▸ ACTIVITY
Transcribe every entry exactly, with nothing added or left out.

::: MATERIAL PROVIDED :::

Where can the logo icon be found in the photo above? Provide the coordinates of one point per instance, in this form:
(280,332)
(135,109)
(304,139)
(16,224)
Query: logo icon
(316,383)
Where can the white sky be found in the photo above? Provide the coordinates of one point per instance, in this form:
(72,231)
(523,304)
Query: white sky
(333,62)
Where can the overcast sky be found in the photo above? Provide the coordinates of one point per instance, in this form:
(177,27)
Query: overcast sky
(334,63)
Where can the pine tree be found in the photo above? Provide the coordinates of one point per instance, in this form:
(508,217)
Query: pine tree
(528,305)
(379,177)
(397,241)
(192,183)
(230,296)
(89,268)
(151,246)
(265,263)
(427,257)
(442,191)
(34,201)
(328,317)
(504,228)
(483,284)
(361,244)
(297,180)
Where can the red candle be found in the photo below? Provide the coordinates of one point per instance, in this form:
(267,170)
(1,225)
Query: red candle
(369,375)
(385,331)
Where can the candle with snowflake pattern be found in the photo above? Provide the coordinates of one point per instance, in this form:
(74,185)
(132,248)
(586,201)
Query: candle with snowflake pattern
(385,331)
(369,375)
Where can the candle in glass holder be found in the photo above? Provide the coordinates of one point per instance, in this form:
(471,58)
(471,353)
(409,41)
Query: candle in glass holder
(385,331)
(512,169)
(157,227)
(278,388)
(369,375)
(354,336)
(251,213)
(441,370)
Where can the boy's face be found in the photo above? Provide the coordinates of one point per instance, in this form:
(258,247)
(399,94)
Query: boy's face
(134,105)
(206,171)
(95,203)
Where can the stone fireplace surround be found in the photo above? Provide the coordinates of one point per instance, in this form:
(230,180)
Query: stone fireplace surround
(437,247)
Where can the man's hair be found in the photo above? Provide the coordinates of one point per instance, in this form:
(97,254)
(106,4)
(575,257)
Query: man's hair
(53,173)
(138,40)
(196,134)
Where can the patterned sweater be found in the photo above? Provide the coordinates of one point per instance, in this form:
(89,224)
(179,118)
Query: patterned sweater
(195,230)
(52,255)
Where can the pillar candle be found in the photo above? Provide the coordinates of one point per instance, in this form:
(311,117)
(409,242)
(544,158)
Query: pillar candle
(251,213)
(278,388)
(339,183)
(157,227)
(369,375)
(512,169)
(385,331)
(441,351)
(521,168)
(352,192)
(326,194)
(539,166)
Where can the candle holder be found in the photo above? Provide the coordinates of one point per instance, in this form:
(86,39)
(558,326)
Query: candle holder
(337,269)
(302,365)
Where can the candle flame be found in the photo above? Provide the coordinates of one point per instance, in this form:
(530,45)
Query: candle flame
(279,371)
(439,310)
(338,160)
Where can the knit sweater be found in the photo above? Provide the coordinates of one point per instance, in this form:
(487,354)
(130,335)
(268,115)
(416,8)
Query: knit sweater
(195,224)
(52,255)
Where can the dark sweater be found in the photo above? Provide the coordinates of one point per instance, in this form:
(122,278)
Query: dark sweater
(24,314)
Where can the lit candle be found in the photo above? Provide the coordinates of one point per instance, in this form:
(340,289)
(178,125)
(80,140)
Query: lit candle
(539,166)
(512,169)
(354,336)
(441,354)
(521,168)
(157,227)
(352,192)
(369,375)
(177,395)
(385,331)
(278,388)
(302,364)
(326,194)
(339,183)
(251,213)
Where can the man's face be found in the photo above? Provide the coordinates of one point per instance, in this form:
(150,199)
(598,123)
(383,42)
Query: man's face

:::

▸ ANSWER TO THE PROBLEM
Where can the logo icon be found in the photo above? Provide the coordinates of one point per instance, in this form:
(280,332)
(135,109)
(304,139)
(16,224)
Query: logo icon
(316,383)
Where can the white sky be found in the photo above? Provide the coordinates of one point per instance, in this form:
(72,231)
(523,304)
Query: white sky
(333,62)
Where can the overcast sky be found in the photo above? Provide the coordinates of one point per instance, in this form:
(177,27)
Query: overcast sky
(334,63)
Where can the pine tree be found in the photo above? Provide the coordinates of one point per instance, in this form:
(508,217)
Query: pine tree
(528,305)
(379,177)
(397,241)
(192,183)
(230,296)
(89,268)
(151,246)
(265,263)
(427,257)
(442,191)
(34,201)
(328,317)
(504,228)
(483,284)
(361,244)
(297,180)
Where can the red candle be found in the photo below? Provide the coordinates of one point per instance, in this form:
(267,170)
(1,225)
Query: red candle
(369,375)
(385,331)
Where can the candle with snowflake pattern be found in the photo above? Provide the coordinates of one point per instance, in this form:
(74,185)
(132,248)
(586,201)
Query: candle with snowflake pattern
(385,331)
(369,375)
Where can the candle in glass holder be found in the photo above? Provide the coordinates of one point per instance, in this form:
(471,58)
(471,353)
(409,41)
Query: candle in glass holder
(385,331)
(512,169)
(157,227)
(278,388)
(369,375)
(354,336)
(251,213)
(441,370)
Where can the boy's face be found in the photo above? Provide the coordinates of one point per instance, in this form:
(258,247)
(399,94)
Query: boy's face
(134,105)
(206,171)
(95,203)
Where can the stone fireplace surround be found in the photo above? Provide the coordinates of one point per instance, in this form:
(230,180)
Query: stone fireplace surround
(437,247)
Where can the man's hair be found in the photo above? Provide the coordinates of one point per instance, in this form:
(97,254)
(106,4)
(575,257)
Query: man's hair
(53,173)
(138,40)
(196,134)
Where can the patterned sweater be found in the photo above? Provide the coordinates of one point per instance, in this form:
(89,224)
(179,118)
Query: patterned sweater
(195,230)
(52,255)
Where can the pillar candle be found in the photo above? Provide the coordinates of one point per instance, in this form:
(311,117)
(409,242)
(544,158)
Query: pillar candle
(251,213)
(278,388)
(339,183)
(157,227)
(369,375)
(512,169)
(385,331)
(441,351)
(521,168)
(352,192)
(326,194)
(539,166)
Where can the candle holder be found in the photo above? Provide the coordinates of one point per instance, in this form:
(86,39)
(558,326)
Query: candle holder
(337,269)
(302,365)
Where can the candle flame be found in the photo above? Provide the coordinates of one point per instance, in this form:
(530,45)
Query: candle flame
(279,371)
(439,310)
(338,160)
Where can the knit sweater be found in the photo above? Provide the coordinates of one point per instance, in this form:
(487,354)
(130,335)
(268,115)
(416,8)
Query: knit sweater
(195,224)
(52,255)
Where can the dark sweater be found in the photo above? Provide the coordinates of one point per instance, in this form:
(122,278)
Query: dark sweater
(24,314)
Where can the lit candle be found in the photo above? Provide the coordinates of one point per instance, in this form:
(340,289)
(178,125)
(80,140)
Query: lit candle
(539,166)
(512,169)
(354,336)
(441,354)
(521,168)
(157,227)
(352,192)
(369,375)
(177,395)
(385,331)
(278,388)
(302,364)
(326,194)
(339,183)
(251,213)
Where can the man's face be found in the photo above? Provide the coordinates of one point per instance, in this form:
(150,199)
(598,123)
(383,42)
Query: man's face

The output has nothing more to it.